(Beginning of Data records)

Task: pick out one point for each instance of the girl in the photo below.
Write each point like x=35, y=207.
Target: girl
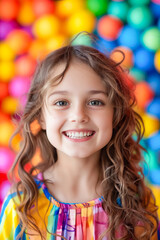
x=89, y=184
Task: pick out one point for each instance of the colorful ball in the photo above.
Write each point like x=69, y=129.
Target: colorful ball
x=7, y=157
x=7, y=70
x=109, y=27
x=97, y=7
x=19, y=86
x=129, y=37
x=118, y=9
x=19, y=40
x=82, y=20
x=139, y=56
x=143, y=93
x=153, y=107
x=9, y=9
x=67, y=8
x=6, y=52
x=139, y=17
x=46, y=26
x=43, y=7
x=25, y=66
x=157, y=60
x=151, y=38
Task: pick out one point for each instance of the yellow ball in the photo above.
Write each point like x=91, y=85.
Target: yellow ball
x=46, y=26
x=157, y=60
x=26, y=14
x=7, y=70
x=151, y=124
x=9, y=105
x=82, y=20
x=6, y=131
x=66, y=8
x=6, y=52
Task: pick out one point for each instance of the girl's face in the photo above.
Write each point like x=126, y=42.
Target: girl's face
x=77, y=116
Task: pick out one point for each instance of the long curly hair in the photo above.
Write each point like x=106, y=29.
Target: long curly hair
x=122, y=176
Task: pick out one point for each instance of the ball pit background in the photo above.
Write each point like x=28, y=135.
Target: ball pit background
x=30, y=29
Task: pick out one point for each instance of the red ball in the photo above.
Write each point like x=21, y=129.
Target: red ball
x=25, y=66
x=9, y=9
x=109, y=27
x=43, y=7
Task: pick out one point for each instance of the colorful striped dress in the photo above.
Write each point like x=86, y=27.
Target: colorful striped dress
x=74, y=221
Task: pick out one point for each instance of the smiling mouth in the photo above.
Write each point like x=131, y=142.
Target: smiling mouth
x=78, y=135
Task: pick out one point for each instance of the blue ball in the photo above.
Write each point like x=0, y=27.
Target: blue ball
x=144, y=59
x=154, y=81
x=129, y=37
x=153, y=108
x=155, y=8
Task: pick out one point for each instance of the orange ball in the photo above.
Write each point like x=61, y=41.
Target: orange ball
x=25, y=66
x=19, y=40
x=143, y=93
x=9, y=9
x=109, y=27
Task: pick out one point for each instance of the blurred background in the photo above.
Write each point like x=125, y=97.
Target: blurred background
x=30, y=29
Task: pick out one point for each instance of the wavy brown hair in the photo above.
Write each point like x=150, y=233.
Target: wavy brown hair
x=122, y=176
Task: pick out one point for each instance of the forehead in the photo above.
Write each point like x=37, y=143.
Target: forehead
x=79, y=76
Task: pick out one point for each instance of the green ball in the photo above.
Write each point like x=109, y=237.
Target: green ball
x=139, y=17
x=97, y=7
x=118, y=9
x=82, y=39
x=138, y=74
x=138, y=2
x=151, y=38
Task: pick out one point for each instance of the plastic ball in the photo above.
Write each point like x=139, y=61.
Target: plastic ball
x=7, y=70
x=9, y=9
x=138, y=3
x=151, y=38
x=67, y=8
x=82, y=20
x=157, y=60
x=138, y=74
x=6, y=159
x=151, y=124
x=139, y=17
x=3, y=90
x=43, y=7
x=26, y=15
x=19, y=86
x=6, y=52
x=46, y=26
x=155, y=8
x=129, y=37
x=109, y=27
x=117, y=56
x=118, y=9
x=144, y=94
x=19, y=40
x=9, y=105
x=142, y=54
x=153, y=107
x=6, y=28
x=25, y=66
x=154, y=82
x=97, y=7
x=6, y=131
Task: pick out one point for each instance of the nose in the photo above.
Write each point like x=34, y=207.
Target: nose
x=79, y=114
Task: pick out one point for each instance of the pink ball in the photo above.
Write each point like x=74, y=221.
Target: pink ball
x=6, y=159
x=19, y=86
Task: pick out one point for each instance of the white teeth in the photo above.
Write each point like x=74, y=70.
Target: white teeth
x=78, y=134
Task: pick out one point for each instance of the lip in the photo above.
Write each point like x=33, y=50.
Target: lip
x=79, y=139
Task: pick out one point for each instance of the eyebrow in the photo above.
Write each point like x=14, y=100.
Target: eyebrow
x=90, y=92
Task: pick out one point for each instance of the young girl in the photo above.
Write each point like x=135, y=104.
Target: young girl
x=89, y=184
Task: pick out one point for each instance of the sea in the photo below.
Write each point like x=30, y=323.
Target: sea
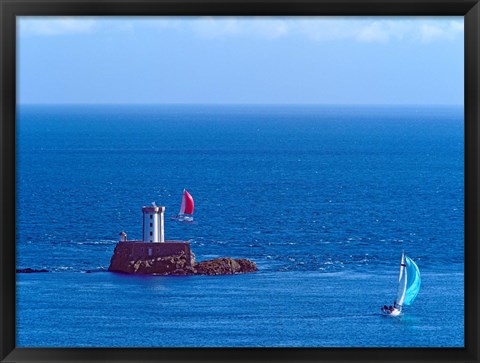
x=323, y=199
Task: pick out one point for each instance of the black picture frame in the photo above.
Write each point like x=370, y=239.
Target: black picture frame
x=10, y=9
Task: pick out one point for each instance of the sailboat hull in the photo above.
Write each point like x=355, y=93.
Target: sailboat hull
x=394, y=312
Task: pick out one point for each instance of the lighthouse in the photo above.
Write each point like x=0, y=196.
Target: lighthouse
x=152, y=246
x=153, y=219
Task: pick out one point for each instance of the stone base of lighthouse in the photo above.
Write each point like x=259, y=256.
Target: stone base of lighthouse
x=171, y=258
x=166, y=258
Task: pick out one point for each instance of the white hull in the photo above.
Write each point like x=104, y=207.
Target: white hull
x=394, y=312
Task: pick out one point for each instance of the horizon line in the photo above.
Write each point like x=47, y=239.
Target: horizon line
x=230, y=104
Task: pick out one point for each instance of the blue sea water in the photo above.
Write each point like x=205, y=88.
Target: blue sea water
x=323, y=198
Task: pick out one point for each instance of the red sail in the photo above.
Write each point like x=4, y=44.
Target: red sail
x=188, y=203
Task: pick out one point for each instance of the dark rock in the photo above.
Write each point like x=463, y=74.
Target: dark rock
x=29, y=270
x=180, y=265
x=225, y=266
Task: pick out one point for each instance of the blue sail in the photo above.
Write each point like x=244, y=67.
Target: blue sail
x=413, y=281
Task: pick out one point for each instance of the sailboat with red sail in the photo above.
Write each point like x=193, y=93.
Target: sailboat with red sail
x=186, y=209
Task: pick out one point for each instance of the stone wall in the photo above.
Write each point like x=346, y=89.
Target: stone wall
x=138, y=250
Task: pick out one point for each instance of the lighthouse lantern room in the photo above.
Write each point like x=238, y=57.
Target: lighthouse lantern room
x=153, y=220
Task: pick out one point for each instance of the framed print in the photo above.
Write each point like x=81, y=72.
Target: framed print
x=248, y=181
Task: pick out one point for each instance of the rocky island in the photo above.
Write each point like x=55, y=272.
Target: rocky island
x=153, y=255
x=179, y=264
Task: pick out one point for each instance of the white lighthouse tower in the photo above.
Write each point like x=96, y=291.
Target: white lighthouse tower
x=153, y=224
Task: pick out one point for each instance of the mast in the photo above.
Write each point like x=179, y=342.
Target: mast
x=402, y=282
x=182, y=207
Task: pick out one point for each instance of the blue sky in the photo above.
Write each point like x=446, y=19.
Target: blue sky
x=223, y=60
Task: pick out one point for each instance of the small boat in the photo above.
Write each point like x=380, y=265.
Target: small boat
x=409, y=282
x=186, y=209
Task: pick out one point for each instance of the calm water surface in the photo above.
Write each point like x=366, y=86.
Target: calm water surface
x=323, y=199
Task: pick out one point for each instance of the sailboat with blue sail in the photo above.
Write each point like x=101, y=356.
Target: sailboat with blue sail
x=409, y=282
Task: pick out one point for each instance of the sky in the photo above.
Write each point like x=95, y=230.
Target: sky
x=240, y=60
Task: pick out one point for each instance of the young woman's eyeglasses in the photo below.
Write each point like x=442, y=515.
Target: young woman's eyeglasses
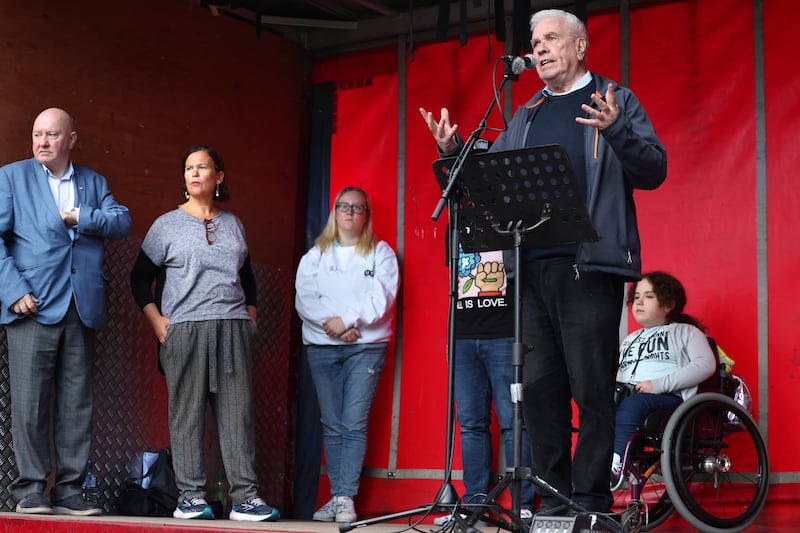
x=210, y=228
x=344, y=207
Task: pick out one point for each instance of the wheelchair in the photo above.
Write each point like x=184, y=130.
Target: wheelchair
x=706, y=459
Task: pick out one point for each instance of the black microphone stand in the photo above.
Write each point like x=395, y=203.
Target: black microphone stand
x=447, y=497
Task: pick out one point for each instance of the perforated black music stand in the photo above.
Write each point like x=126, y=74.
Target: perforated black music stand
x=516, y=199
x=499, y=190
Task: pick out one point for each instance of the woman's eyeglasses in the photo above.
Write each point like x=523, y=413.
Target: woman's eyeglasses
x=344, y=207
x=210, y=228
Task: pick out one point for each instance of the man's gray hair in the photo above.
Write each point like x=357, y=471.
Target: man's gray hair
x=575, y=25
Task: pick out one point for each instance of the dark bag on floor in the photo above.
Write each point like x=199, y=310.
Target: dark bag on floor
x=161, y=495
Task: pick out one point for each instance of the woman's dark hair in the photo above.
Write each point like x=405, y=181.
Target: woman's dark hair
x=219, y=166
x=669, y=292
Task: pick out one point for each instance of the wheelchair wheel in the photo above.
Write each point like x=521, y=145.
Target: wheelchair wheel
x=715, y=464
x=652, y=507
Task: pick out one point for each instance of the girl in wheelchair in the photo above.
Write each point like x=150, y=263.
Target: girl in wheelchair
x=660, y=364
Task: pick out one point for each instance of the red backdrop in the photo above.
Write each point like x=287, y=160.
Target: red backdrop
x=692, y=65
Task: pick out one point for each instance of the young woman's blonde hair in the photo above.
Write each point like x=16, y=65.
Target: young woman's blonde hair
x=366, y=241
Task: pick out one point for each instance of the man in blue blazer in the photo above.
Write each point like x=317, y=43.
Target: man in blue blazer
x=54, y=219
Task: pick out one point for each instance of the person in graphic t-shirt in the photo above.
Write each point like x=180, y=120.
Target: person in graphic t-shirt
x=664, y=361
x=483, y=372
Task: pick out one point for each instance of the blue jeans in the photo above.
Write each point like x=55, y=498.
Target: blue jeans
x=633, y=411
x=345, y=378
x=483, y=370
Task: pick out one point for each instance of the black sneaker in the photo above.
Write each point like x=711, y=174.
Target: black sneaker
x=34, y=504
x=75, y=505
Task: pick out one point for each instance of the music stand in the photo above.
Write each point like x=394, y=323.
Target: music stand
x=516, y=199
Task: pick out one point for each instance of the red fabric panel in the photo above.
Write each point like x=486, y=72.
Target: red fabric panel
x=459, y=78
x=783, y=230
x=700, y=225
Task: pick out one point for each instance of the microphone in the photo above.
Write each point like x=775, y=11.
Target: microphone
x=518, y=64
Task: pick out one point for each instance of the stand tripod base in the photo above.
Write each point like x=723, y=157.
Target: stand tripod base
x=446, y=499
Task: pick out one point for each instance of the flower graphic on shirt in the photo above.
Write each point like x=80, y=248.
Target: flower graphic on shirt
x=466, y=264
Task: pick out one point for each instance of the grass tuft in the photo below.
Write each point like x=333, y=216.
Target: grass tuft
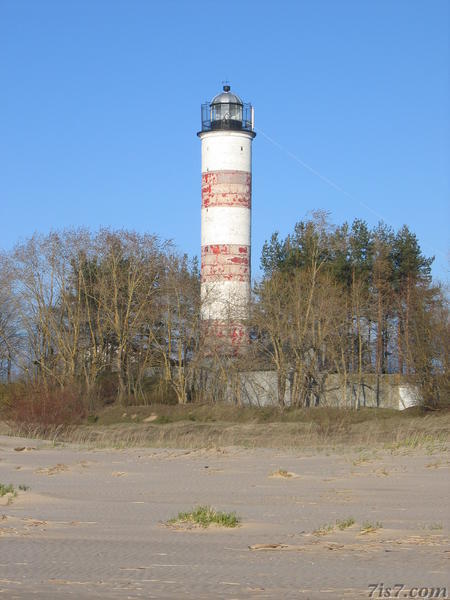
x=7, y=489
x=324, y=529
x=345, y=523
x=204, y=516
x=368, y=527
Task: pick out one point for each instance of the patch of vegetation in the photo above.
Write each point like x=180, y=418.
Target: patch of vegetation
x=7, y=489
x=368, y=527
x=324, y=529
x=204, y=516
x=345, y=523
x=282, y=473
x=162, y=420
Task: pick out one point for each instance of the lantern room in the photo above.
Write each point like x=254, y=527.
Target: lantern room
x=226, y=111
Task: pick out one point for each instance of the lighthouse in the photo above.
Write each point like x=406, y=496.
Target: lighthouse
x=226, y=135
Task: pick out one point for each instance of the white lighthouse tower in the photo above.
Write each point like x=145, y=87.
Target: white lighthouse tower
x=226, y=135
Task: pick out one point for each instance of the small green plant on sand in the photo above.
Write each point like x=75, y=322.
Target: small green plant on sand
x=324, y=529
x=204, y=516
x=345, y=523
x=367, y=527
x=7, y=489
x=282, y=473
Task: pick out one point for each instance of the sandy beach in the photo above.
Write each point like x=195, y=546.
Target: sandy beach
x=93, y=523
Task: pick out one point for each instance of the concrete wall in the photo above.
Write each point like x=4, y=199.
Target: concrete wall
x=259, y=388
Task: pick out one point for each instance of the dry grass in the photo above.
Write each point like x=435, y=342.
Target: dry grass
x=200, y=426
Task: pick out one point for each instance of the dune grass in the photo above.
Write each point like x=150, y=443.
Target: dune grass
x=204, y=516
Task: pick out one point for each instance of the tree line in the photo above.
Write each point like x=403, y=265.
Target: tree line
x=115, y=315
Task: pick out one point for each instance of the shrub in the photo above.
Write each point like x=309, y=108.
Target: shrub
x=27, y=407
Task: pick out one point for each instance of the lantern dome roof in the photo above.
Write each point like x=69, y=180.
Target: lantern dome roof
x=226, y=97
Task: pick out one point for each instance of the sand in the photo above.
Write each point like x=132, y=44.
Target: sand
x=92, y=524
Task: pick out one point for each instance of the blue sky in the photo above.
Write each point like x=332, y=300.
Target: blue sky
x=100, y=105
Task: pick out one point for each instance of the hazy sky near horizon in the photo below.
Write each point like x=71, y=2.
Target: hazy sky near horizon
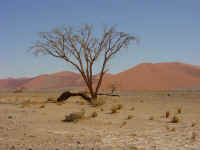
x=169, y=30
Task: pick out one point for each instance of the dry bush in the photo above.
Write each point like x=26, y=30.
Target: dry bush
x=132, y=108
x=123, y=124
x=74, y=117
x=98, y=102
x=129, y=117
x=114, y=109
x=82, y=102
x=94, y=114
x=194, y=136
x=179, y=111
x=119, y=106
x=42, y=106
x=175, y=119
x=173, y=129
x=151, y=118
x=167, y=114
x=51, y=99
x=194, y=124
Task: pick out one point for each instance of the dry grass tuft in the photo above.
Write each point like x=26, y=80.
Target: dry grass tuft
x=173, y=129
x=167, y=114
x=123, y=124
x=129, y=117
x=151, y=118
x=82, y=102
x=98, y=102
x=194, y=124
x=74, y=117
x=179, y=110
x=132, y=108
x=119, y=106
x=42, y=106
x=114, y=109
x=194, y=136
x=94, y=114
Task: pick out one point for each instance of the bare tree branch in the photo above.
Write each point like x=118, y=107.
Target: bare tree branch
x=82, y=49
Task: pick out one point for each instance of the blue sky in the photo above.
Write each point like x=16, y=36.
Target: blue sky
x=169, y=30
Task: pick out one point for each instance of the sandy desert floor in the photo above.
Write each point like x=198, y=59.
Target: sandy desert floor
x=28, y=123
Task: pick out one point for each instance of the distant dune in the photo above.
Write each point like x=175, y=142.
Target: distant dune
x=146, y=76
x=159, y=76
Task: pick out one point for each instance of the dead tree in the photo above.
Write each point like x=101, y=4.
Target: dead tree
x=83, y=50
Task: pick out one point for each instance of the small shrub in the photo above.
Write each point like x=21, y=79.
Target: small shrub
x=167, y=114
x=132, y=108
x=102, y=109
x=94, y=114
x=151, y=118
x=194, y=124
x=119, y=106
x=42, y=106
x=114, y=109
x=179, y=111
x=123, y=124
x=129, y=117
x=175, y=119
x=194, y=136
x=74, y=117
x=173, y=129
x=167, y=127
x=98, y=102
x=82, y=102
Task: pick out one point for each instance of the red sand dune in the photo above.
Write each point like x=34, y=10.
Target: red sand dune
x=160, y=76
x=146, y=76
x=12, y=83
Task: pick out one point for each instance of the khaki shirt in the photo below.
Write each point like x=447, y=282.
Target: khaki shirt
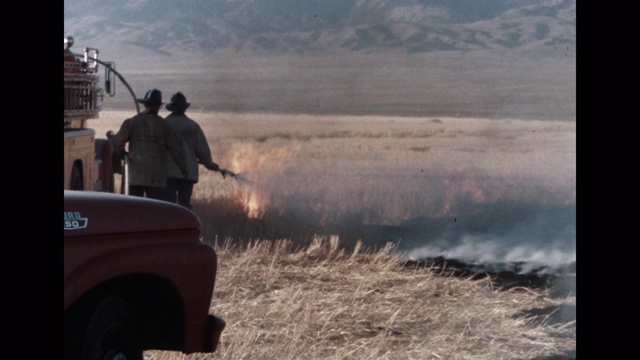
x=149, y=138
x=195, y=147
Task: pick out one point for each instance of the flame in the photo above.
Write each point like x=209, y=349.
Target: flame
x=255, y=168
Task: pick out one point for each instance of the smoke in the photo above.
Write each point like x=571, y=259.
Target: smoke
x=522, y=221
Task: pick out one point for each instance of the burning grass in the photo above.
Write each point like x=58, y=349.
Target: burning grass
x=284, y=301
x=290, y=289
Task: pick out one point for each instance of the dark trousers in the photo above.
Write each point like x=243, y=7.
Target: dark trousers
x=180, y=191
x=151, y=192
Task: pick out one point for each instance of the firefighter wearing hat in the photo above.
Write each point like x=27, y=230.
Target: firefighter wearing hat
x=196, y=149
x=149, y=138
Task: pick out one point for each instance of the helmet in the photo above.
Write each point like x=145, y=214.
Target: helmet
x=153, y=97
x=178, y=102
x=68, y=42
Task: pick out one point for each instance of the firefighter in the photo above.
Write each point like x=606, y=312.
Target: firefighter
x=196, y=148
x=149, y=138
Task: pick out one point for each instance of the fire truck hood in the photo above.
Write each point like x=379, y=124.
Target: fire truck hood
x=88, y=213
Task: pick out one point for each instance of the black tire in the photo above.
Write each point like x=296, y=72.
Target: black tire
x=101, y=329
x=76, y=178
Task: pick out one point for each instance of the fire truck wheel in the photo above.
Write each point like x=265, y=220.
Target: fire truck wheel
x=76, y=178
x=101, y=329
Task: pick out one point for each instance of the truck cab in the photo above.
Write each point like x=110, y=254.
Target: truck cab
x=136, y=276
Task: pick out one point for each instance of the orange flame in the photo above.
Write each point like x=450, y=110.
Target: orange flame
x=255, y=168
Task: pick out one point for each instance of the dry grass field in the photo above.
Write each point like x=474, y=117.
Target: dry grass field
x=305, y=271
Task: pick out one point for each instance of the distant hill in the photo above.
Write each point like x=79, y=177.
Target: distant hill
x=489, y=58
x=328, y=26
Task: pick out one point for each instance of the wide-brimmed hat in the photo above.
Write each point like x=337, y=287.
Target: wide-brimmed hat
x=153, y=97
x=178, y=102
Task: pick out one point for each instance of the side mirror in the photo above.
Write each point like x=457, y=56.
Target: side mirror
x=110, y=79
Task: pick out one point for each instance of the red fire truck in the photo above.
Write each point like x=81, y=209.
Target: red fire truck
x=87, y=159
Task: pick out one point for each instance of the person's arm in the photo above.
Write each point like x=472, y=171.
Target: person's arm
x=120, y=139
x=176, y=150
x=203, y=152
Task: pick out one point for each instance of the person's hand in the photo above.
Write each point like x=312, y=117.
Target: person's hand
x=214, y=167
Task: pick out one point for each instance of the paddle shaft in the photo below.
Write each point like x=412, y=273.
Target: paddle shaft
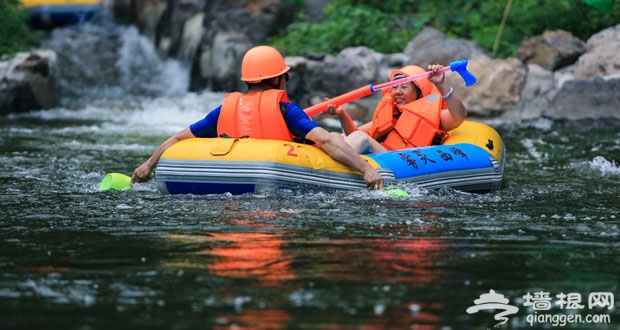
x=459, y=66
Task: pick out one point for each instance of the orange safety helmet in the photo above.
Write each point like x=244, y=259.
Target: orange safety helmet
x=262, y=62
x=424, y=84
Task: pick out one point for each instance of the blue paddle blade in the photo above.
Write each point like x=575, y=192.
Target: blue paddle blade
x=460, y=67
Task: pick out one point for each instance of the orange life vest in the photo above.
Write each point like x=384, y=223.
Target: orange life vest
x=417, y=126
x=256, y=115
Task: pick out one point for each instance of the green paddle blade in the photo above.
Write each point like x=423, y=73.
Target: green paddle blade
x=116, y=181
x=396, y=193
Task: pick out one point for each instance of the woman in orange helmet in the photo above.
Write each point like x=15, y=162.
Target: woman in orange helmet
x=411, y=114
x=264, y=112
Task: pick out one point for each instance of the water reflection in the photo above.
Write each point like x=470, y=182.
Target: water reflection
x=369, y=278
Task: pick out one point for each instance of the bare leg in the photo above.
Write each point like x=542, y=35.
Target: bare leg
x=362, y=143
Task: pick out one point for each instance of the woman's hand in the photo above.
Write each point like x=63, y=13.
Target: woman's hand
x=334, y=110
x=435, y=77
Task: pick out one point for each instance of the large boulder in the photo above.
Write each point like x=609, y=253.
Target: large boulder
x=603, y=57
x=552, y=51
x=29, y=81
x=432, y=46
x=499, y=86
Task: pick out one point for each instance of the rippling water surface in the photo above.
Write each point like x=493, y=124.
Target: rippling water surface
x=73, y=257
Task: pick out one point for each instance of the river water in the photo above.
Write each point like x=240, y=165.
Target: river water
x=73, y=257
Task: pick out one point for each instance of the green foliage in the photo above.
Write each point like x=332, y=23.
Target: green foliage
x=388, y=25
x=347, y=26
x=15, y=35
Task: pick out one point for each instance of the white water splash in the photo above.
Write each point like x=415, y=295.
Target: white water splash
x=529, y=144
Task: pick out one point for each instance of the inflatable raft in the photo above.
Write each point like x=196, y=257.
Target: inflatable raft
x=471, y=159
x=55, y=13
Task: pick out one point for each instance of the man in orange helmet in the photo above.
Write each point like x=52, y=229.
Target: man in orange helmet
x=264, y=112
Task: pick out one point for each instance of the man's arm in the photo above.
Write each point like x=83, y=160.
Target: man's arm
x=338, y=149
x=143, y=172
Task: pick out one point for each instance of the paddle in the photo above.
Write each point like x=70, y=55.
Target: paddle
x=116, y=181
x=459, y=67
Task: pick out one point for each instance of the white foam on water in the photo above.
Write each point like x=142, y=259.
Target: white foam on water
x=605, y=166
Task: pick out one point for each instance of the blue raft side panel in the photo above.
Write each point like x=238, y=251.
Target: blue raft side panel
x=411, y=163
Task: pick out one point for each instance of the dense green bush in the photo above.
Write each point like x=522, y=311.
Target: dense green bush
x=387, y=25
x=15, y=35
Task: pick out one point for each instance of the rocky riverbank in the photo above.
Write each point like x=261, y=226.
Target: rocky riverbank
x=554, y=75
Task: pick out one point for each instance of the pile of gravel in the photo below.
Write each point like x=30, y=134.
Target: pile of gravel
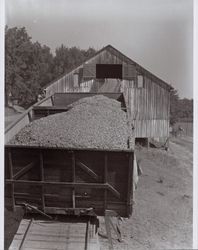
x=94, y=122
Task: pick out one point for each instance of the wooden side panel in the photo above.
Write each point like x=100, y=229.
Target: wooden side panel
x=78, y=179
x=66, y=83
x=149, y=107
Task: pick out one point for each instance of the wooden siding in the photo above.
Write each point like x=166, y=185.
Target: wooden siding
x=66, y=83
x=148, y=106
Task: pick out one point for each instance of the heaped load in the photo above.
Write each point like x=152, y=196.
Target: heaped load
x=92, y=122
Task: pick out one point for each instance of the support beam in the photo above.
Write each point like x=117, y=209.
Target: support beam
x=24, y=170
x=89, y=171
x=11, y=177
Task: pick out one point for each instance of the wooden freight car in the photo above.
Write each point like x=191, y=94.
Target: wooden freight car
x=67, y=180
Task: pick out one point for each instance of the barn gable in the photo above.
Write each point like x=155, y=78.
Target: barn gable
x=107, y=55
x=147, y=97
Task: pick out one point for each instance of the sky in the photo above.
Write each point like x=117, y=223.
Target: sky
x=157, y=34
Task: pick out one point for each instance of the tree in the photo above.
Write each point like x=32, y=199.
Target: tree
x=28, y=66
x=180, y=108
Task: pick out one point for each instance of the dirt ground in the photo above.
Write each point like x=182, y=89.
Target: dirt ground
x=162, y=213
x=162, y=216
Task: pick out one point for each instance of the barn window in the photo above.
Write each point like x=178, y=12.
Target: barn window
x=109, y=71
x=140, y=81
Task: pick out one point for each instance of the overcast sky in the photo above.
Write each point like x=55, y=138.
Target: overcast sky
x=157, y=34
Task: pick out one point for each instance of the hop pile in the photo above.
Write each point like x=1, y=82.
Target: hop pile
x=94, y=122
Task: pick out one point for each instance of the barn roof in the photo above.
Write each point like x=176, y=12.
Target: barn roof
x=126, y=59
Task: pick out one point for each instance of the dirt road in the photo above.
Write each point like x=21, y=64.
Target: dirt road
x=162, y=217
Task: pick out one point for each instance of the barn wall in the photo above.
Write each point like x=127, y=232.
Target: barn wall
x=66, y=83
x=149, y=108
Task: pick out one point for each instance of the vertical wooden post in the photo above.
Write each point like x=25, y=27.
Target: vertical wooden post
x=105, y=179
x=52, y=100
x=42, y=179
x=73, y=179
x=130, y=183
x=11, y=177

(End of Data records)

Set down exactly and only the lines from the start of the entries above through the line containing "Write each point like x=69, y=129.", both ends included, omitting the pictures.

Task: pick out one point for each instance of the girl in the photo below.
Write each point like x=35, y=207.
Target: girl
x=89, y=184
Task: pick out one point for each instance of the colorful ball in the photo above.
Write each point like x=69, y=129.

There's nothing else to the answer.